**DESCRIPTION OF THE TASK:** Which lines in the records below contain the word "plot"? Find each one and copy it out in full.

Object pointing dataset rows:
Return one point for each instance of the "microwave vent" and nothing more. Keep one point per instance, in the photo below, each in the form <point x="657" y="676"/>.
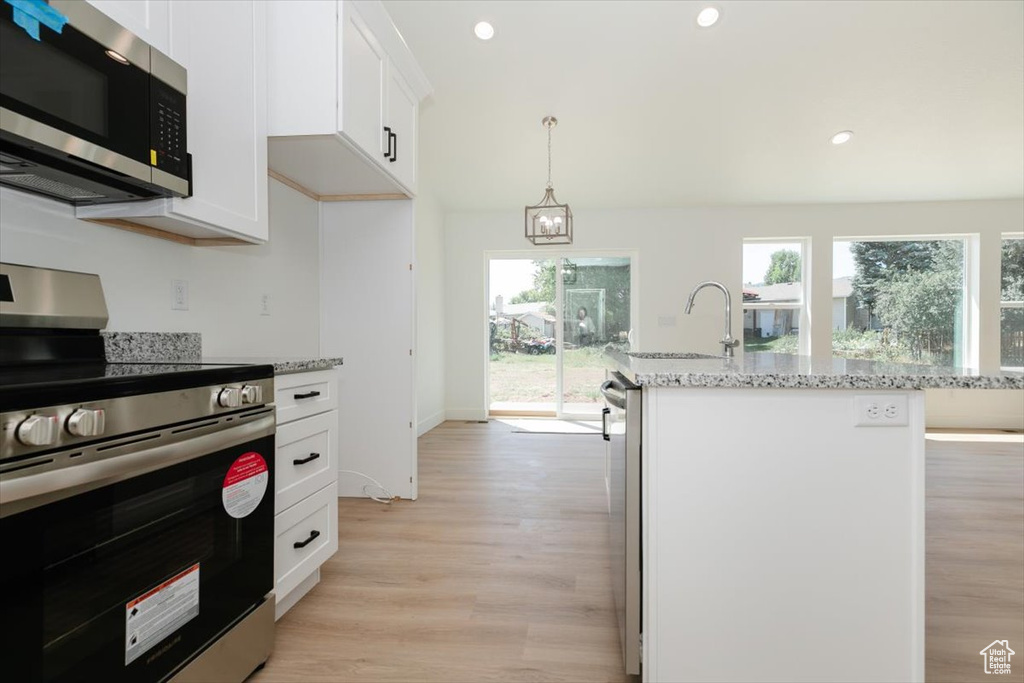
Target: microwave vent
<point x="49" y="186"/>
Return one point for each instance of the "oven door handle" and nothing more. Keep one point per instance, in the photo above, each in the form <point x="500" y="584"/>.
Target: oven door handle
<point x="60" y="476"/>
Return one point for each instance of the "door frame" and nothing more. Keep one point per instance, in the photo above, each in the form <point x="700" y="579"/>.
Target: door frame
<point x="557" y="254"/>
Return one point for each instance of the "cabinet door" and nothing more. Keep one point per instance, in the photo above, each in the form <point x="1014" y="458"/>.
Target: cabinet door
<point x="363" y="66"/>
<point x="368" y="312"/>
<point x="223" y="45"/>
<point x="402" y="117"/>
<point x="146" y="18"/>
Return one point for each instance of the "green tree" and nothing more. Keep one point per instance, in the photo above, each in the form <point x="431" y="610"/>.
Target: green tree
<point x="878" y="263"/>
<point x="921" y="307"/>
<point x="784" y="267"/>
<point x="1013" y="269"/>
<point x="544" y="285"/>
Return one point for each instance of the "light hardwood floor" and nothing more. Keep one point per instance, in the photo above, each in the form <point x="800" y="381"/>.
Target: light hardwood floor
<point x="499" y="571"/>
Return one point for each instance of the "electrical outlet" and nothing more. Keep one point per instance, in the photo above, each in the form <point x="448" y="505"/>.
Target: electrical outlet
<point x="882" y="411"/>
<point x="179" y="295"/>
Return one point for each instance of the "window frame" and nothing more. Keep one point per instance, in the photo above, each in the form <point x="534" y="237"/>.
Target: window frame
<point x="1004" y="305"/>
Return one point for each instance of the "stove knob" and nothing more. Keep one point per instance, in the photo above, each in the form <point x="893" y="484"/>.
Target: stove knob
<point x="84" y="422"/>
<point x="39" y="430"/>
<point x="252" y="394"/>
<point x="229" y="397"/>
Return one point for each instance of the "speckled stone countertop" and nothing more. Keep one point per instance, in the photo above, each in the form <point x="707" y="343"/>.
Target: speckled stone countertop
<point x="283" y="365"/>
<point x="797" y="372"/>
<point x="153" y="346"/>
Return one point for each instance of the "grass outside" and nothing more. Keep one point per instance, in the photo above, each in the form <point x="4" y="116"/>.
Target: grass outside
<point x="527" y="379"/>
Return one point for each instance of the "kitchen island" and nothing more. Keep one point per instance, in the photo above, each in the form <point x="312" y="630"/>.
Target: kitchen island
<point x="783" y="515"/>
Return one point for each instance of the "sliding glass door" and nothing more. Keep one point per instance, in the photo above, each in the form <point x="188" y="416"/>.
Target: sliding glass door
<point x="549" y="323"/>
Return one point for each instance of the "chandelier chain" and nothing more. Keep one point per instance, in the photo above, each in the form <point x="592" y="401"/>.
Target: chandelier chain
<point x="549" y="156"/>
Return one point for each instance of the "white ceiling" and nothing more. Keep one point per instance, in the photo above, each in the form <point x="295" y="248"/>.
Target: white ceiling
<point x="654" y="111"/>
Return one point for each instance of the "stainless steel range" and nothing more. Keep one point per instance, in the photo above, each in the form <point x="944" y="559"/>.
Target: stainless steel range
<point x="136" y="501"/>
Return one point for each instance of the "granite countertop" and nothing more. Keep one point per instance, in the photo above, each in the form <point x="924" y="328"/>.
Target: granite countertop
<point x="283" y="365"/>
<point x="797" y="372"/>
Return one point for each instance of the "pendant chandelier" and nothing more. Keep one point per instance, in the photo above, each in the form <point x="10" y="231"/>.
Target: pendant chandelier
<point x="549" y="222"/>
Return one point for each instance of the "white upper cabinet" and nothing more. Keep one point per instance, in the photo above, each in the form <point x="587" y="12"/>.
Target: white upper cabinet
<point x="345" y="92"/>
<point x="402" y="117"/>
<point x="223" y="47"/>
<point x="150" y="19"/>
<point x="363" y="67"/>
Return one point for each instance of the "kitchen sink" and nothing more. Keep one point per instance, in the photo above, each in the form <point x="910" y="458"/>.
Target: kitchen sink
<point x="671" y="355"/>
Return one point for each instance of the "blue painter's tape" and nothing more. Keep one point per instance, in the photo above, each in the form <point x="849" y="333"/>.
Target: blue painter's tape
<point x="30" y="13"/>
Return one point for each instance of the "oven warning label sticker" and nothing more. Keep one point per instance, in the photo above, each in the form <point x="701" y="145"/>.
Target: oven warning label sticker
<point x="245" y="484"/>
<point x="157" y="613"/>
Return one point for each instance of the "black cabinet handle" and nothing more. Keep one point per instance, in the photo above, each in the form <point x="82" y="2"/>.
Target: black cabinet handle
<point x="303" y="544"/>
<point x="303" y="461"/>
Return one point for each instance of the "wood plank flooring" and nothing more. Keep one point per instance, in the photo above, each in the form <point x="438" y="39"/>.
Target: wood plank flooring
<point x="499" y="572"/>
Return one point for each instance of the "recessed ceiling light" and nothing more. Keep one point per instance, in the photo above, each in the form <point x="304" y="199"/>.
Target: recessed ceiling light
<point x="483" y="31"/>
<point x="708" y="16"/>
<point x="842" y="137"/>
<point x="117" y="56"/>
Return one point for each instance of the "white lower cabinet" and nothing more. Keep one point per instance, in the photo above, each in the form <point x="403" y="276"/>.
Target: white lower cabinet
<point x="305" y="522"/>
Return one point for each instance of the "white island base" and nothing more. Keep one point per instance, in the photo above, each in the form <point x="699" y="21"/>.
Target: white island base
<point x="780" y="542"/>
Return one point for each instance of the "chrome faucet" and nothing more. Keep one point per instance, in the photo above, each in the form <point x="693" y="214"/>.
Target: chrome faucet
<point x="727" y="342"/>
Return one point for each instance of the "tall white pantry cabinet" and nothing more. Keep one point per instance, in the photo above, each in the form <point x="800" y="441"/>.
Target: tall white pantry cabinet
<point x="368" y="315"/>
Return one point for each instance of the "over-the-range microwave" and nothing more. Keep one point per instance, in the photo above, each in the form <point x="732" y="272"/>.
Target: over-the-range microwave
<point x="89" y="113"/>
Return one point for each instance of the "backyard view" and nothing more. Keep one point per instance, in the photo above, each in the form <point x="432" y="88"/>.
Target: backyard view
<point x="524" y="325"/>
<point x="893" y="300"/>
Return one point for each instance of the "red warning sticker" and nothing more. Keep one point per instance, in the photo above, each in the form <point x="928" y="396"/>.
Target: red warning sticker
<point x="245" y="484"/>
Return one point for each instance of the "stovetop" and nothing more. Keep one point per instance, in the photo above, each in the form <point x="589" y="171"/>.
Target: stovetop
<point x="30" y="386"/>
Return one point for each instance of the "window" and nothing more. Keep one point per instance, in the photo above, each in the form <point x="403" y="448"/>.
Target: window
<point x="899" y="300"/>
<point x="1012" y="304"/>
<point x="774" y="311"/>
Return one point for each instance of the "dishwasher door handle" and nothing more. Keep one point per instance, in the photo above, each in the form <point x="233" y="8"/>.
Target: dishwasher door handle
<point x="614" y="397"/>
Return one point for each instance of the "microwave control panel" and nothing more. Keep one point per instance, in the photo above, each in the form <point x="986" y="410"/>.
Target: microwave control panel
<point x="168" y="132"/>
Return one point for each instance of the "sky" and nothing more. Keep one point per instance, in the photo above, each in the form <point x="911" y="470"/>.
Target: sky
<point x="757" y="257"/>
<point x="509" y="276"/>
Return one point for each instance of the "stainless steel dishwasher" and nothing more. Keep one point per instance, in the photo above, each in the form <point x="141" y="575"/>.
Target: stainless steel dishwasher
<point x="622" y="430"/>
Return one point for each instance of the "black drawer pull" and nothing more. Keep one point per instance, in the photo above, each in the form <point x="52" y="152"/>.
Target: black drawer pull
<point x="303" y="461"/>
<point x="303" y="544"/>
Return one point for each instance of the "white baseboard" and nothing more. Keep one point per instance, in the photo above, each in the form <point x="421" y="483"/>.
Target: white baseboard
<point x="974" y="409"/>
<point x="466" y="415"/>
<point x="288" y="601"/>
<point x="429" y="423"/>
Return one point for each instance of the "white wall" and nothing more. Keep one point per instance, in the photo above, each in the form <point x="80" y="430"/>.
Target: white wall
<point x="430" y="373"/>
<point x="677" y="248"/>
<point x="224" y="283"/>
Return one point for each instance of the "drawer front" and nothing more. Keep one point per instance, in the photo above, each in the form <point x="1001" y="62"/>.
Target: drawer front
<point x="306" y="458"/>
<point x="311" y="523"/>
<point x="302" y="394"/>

---

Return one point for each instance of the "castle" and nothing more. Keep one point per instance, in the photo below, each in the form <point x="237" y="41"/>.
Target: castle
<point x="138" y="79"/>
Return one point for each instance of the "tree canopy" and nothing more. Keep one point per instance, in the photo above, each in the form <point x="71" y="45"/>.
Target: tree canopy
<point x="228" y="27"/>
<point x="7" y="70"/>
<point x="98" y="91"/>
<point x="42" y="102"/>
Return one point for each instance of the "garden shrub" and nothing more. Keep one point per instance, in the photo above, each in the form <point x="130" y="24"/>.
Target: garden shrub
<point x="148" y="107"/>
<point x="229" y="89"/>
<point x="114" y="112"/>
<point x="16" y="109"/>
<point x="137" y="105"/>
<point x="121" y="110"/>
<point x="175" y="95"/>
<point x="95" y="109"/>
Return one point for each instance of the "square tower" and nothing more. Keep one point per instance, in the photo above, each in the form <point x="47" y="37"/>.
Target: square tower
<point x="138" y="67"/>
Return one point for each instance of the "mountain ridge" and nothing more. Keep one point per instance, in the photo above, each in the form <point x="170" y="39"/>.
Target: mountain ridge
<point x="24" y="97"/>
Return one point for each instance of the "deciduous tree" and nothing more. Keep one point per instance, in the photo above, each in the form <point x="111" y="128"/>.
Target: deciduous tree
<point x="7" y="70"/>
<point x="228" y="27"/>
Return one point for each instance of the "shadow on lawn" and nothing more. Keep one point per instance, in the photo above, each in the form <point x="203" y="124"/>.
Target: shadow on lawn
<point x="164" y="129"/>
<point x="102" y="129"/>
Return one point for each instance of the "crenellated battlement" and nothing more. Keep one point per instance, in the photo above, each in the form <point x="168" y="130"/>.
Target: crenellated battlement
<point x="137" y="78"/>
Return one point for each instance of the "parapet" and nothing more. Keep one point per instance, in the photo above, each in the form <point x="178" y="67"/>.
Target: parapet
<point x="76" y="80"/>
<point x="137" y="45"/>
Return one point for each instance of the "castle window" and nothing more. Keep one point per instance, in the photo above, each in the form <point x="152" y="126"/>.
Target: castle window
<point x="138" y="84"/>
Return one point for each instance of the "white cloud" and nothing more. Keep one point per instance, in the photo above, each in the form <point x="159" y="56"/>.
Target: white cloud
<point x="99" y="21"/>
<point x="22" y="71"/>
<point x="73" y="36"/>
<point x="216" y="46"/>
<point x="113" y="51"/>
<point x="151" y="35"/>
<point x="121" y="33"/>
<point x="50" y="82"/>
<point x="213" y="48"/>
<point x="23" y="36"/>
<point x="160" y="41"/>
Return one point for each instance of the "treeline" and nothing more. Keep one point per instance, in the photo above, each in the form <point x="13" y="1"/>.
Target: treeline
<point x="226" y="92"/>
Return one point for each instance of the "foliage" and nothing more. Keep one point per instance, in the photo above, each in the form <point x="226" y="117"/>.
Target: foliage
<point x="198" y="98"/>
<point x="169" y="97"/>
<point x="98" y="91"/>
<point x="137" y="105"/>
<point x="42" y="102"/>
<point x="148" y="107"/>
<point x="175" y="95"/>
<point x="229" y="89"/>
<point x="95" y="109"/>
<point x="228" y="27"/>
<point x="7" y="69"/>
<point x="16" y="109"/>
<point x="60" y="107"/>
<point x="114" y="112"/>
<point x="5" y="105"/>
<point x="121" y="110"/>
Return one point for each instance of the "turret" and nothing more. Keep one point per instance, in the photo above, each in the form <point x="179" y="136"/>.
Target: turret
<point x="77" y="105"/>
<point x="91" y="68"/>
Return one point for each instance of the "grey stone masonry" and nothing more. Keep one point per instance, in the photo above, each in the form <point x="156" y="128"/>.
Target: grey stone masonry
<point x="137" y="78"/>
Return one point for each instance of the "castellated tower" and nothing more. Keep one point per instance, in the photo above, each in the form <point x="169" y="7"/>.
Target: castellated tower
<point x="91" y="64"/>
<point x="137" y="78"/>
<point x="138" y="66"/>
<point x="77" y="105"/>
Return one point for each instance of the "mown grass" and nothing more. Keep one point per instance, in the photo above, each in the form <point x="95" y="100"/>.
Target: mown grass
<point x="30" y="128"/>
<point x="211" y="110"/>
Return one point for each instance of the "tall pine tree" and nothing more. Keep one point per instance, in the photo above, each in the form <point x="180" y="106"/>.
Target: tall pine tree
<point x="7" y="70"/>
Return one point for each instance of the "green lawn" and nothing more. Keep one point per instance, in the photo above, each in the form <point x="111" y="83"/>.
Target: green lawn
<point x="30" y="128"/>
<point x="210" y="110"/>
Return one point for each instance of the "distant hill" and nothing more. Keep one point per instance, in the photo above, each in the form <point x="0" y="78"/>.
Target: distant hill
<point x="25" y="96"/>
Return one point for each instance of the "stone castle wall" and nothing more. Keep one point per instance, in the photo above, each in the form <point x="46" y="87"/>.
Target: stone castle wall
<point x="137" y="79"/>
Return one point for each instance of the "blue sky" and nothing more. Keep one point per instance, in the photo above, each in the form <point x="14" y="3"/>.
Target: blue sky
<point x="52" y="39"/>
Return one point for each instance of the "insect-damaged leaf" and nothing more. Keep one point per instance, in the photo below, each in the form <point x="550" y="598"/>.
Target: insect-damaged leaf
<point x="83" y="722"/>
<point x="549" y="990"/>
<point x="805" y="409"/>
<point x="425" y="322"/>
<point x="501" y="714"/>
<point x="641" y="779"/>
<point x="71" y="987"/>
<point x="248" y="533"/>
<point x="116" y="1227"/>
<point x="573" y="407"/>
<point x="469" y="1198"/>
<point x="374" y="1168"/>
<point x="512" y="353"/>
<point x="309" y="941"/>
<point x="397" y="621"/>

---

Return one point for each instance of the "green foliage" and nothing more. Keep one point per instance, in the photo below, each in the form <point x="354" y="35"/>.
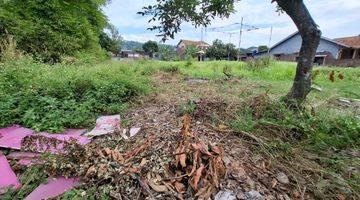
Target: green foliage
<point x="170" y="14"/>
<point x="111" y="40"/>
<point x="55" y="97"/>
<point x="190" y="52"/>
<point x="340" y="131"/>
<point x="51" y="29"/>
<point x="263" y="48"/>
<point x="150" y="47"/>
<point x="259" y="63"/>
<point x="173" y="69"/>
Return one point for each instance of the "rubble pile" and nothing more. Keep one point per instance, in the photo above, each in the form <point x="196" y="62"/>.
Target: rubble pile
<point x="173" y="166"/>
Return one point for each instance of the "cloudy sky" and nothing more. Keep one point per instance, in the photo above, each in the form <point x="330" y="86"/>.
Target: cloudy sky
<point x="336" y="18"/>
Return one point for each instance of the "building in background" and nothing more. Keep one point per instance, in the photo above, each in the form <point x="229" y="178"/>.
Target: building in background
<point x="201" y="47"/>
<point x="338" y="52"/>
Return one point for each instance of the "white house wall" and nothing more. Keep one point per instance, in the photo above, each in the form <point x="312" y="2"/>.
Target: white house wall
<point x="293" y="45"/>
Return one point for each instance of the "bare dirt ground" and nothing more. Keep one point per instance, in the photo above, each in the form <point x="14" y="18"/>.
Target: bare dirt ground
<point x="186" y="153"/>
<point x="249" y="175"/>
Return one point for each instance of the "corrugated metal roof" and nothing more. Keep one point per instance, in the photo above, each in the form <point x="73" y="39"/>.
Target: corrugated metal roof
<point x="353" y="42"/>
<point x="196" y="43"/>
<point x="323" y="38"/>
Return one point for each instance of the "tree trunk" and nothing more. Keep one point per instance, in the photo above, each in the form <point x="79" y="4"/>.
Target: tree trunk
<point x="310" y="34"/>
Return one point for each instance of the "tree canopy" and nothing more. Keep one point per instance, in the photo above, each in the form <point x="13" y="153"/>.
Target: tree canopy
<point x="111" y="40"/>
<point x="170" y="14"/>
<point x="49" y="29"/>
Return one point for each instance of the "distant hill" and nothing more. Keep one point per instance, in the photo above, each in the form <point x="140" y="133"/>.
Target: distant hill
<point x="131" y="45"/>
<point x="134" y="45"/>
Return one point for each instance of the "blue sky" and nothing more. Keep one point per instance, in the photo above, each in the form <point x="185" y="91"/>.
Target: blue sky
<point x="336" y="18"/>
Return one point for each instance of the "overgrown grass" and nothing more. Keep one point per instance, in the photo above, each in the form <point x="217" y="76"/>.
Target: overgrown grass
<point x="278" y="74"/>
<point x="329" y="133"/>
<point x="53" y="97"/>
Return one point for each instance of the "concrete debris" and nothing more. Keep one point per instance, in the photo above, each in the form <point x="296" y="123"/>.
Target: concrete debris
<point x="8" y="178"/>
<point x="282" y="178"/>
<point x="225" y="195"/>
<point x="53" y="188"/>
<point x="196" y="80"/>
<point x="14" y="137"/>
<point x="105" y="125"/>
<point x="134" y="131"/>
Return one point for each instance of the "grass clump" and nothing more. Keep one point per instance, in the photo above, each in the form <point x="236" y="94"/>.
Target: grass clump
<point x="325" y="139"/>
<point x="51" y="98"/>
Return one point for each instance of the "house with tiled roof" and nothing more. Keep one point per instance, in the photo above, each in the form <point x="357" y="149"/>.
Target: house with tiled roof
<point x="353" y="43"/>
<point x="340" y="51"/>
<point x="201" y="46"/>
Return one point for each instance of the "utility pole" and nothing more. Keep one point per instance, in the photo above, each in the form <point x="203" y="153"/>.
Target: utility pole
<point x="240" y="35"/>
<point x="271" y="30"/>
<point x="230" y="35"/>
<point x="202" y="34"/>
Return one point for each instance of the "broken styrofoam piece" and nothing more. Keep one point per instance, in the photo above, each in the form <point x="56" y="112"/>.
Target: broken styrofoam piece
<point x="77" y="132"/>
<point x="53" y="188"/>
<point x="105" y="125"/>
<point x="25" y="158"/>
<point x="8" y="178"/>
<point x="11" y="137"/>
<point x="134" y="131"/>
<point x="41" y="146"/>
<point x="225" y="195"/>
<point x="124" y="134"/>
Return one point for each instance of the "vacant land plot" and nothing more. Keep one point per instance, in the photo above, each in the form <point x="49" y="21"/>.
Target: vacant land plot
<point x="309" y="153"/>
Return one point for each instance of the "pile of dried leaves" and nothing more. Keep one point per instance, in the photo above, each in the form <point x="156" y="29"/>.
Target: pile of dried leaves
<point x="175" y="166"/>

**CORRECT RESPONSE:**
Return one point for each instance of the "vacant land plot" and nothing more. Keep one point per instance, in the photo above, each in the form <point x="49" y="21"/>.
Target: vacant land plot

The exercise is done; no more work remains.